Problems to work on:
• 1. Answer these questions from the VISN choropleth tutorial:
(a) What is the title of the file to download from the VA's shapefile page?
(b) Which two text editors does the author recommend?
(c) How many data formats are needed for the columns?
• 2. Reproduce the part of the VISN choropleth tutorial that starts at the words "Step 3: Download" and stops after the words "at each VISN.".

Source excerpt:

-- Start --

In past reports, I have generated a choropleth using VISN-level data. Unlike the U.S. shapefile (map files with coordinates; normally with the *.shp extension), the VISN shapefile is specific to the VA and doesn’t not follow the borders of the states used in typical U.S. shapefiles.

In this example, I will provide a step by step guide on how you can generate your own VISN-level choropleth for use in reports and presentations. The files for this tutorial are available on following Dropbox link.

 

TUTORIAL

Step 1: Download QGIS

Download QGIS, which is a free Geographic Information Systems (GIS) software for both the Windows and Mac operating systems. Watch the following video for a step-by-step guide on downloading and using the program. The program is simple to use and does not involve any coding. After you install the software, proceed to the next step. (Contact your local IT support to have this installed on a government-owned system.)

 

Step 2: Download the VISN shapefiles

The VA provides shapefiles online at the following link. Download the file titled FY2017_Q4_VISN.zip. This file will contain all the necessary files that you will need to build your choropleth.

 

Step 3: Download VISN-level data on total population

We will need VISN-level data to join with the VISN-level shapefile in QGIS. You can download the data from the following VA public site. Go to the Population Tables and download the “All Veterans Integrated Service Networks” Excel file. It will contain data on the total population at each VISN.

With QGIS, you will need to have two types of files for the data. I recommend using a text editor (not the Windows native notepad) such as Notepad++ or Brackets. In the text editor, open the file with the data and save it as a *.csv. The reason we do this is to make sure that the data is in text format. There are certain values that you want to ensure include the “0” in front of the other numbers (e.g., “01,” “02,” “03,” etc). If you don’t include the “0” you will not be able to join the data to the shapefiles.

After you save this as a *.csv (please include the extension onto the title), then you can open a new document on Notepad++ and enter the data column format. For instance, if column 1 is in text format, then type “String” for the first column. If the second data column is in numeric format, type “Integer.” We have a total of seven columns; therefore, we need to have seven data formats. See the example below.

Step 4: Open QGIS and add the VISN shapefile layer

Click on the Layer tab > Add Layer > Add Vector Layer and browse for the VISN shapefile.

Click on Open and make sure to click Add to add the VISN shapefile onto your QGIS software workspace. You should see the following image appear.

-- End --

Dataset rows

-- Start --

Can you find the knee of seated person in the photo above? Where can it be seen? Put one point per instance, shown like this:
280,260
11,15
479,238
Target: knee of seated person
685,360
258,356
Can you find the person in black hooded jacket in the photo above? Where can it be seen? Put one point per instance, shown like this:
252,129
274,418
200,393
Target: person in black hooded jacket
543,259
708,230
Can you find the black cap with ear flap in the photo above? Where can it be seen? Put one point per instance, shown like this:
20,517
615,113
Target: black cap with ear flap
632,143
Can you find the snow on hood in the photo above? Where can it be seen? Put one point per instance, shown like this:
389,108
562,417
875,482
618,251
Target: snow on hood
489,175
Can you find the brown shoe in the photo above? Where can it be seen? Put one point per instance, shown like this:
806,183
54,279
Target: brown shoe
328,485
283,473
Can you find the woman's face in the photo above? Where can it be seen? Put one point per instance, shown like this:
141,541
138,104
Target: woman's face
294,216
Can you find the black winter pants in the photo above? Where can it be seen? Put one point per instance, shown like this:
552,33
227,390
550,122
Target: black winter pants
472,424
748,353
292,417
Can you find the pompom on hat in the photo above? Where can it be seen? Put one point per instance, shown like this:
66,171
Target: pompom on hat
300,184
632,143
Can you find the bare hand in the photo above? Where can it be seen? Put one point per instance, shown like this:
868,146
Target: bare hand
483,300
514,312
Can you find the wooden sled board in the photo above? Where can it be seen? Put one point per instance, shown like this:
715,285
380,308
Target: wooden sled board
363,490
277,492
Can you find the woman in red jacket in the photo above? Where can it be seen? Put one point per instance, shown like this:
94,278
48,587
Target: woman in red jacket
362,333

-- End --
-- Start --

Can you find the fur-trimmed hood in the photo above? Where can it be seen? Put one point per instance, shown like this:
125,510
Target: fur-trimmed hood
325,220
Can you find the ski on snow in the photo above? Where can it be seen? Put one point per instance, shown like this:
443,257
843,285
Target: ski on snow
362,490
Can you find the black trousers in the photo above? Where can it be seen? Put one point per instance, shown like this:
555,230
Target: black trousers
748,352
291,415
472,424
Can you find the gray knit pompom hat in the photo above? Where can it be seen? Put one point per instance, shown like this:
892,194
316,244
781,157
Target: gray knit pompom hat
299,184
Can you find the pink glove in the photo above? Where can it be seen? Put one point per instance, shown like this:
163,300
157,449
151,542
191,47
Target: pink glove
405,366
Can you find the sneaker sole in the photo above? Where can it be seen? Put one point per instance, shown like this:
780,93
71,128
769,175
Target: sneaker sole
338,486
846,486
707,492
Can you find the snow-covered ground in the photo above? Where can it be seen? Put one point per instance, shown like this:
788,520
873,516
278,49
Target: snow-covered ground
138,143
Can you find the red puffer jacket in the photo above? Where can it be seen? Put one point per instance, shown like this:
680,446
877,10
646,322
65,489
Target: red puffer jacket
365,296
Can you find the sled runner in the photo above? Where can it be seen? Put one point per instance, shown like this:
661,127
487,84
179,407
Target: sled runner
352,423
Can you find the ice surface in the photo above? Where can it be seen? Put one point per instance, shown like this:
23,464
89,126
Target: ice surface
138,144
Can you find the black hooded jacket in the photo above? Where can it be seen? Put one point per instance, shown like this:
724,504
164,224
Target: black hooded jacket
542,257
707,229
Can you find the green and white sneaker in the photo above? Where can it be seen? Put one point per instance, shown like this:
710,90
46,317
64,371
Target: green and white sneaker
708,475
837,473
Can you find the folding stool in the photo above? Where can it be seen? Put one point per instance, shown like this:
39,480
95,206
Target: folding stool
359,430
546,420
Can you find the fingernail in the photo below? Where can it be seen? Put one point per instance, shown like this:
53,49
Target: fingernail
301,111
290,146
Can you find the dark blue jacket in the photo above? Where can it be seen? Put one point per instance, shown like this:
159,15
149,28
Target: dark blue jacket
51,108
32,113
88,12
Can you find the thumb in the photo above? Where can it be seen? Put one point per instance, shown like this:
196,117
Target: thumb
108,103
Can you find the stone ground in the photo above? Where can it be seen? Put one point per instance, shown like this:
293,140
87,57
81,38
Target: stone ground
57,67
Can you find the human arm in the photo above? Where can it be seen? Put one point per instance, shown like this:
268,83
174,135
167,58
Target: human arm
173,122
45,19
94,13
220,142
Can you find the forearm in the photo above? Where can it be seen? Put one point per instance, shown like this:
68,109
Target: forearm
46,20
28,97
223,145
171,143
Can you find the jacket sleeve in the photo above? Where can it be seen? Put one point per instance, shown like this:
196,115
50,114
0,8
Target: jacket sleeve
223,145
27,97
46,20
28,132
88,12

-- End --

Written responses:
• 1.
(a) FY2017_Q4_VISN.zip
(b) Notepad++ and Brackets
(c) Seven

• 2.
Step 3: Download VISN-level data on total population

We will need VISN-level data to join with the VISN-level shapefile in QGIS. You can download the data from the following VA public site. Go to the Population Tables and download the “All Veterans Integrated Service Networks” Excel file. It will contain data on the total population at each VISN.